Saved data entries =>

┄┄┄┄┄┄

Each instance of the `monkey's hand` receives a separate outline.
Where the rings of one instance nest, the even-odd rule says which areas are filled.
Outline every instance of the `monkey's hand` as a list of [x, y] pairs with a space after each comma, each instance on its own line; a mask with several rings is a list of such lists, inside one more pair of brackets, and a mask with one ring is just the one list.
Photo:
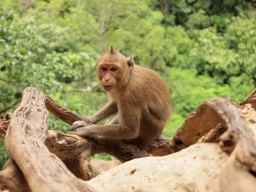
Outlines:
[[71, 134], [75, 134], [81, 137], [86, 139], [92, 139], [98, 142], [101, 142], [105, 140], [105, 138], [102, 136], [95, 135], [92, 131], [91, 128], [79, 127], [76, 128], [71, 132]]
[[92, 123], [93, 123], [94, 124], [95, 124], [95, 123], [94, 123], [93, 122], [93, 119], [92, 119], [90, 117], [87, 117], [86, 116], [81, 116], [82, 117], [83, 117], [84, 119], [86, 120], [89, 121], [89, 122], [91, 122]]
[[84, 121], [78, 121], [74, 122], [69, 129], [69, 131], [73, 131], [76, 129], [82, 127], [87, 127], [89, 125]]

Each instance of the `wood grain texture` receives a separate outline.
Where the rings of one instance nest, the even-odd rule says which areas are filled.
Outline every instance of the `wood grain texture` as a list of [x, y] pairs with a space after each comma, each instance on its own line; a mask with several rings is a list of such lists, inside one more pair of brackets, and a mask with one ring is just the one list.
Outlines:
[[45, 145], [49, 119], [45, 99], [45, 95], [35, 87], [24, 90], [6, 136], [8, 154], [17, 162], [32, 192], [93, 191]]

┄┄┄┄┄┄

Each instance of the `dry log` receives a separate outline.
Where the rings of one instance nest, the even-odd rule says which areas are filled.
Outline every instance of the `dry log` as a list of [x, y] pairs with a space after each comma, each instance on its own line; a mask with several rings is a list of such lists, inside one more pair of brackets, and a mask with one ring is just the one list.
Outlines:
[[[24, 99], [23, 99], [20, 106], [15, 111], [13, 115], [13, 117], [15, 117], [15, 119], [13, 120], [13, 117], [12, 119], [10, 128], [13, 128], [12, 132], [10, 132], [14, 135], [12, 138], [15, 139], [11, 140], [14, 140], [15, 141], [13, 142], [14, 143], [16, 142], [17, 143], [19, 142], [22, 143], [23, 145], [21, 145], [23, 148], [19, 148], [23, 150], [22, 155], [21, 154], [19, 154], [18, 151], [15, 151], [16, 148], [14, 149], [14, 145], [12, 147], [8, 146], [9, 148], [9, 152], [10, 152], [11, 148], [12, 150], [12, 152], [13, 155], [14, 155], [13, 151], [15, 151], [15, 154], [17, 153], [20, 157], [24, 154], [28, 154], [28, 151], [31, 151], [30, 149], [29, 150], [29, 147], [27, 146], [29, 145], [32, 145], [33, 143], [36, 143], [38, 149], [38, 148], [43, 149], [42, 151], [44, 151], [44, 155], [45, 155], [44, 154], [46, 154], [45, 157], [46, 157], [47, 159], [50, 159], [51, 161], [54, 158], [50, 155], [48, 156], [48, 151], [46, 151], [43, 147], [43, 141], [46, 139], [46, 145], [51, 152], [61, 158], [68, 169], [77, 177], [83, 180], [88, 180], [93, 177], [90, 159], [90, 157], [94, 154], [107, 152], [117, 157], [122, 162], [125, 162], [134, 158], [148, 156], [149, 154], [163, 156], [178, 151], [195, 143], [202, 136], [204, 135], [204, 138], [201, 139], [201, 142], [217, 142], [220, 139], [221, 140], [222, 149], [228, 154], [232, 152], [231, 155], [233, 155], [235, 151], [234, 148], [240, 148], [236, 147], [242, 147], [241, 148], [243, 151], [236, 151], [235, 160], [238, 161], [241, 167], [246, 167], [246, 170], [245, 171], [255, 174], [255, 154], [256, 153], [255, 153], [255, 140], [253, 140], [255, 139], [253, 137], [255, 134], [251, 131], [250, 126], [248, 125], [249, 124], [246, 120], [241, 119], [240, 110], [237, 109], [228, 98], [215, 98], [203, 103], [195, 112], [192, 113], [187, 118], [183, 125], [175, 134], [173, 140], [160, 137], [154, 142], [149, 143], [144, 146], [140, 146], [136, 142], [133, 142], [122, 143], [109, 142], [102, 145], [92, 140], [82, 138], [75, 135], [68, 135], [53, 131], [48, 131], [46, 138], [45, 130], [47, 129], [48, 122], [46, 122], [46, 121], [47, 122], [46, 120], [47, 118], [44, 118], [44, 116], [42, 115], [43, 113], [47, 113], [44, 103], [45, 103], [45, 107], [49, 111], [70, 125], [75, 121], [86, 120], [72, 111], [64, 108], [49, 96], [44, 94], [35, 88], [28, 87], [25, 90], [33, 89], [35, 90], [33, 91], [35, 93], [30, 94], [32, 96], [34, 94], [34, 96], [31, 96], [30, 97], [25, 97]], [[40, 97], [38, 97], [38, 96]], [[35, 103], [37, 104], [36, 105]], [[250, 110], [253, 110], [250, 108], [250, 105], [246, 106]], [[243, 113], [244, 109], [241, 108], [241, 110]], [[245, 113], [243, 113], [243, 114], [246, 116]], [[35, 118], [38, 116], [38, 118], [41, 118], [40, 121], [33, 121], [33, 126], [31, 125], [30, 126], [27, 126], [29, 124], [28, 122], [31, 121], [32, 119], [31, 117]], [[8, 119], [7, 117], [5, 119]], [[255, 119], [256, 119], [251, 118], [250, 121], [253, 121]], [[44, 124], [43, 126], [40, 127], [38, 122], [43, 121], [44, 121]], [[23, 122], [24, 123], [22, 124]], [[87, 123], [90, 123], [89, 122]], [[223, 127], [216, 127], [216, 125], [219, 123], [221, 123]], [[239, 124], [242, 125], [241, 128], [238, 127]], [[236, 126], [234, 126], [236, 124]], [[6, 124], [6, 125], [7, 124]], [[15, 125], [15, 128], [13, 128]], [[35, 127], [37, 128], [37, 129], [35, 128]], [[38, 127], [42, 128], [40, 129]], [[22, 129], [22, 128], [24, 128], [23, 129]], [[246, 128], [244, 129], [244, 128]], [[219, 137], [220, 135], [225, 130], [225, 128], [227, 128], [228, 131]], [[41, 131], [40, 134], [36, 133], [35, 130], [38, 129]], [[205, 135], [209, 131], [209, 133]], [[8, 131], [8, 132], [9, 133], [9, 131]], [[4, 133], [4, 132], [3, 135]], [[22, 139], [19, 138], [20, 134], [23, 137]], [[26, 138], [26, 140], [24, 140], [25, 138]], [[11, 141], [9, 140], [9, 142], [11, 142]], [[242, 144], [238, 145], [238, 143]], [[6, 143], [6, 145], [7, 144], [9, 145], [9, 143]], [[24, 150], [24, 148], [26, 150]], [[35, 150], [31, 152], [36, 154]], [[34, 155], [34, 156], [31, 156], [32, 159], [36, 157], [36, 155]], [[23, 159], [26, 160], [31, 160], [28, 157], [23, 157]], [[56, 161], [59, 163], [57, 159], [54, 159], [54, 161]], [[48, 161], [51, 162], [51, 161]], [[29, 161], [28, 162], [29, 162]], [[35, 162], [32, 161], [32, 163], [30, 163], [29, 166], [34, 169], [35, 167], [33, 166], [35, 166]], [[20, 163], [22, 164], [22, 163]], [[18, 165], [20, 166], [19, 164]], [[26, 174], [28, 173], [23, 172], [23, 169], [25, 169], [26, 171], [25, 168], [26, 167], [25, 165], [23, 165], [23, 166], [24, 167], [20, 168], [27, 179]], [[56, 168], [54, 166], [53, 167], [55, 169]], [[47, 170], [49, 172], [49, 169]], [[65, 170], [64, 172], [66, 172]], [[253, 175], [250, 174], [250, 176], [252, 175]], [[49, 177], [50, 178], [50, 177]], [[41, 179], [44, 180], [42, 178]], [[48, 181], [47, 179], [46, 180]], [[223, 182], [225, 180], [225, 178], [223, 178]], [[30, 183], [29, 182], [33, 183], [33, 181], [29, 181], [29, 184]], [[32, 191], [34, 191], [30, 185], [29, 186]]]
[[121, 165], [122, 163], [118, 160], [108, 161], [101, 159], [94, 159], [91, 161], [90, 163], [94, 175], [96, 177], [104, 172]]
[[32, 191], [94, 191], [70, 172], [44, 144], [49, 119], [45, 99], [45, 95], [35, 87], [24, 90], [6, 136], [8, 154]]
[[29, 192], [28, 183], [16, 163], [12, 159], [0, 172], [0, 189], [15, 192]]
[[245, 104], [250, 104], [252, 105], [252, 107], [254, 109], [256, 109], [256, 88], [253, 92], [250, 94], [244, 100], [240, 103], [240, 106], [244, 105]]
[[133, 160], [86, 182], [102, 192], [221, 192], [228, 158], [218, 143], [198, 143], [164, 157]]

┄┄┄┄┄┄

Filter the lines above down to those containing the word "separate" and copy each one in full.

Each instance of the `monkey's hand` receives a separate outline.
Each instance of the `wood grain texture` receives a separate outline.
Each instance of the `dry log` receives a separate outline.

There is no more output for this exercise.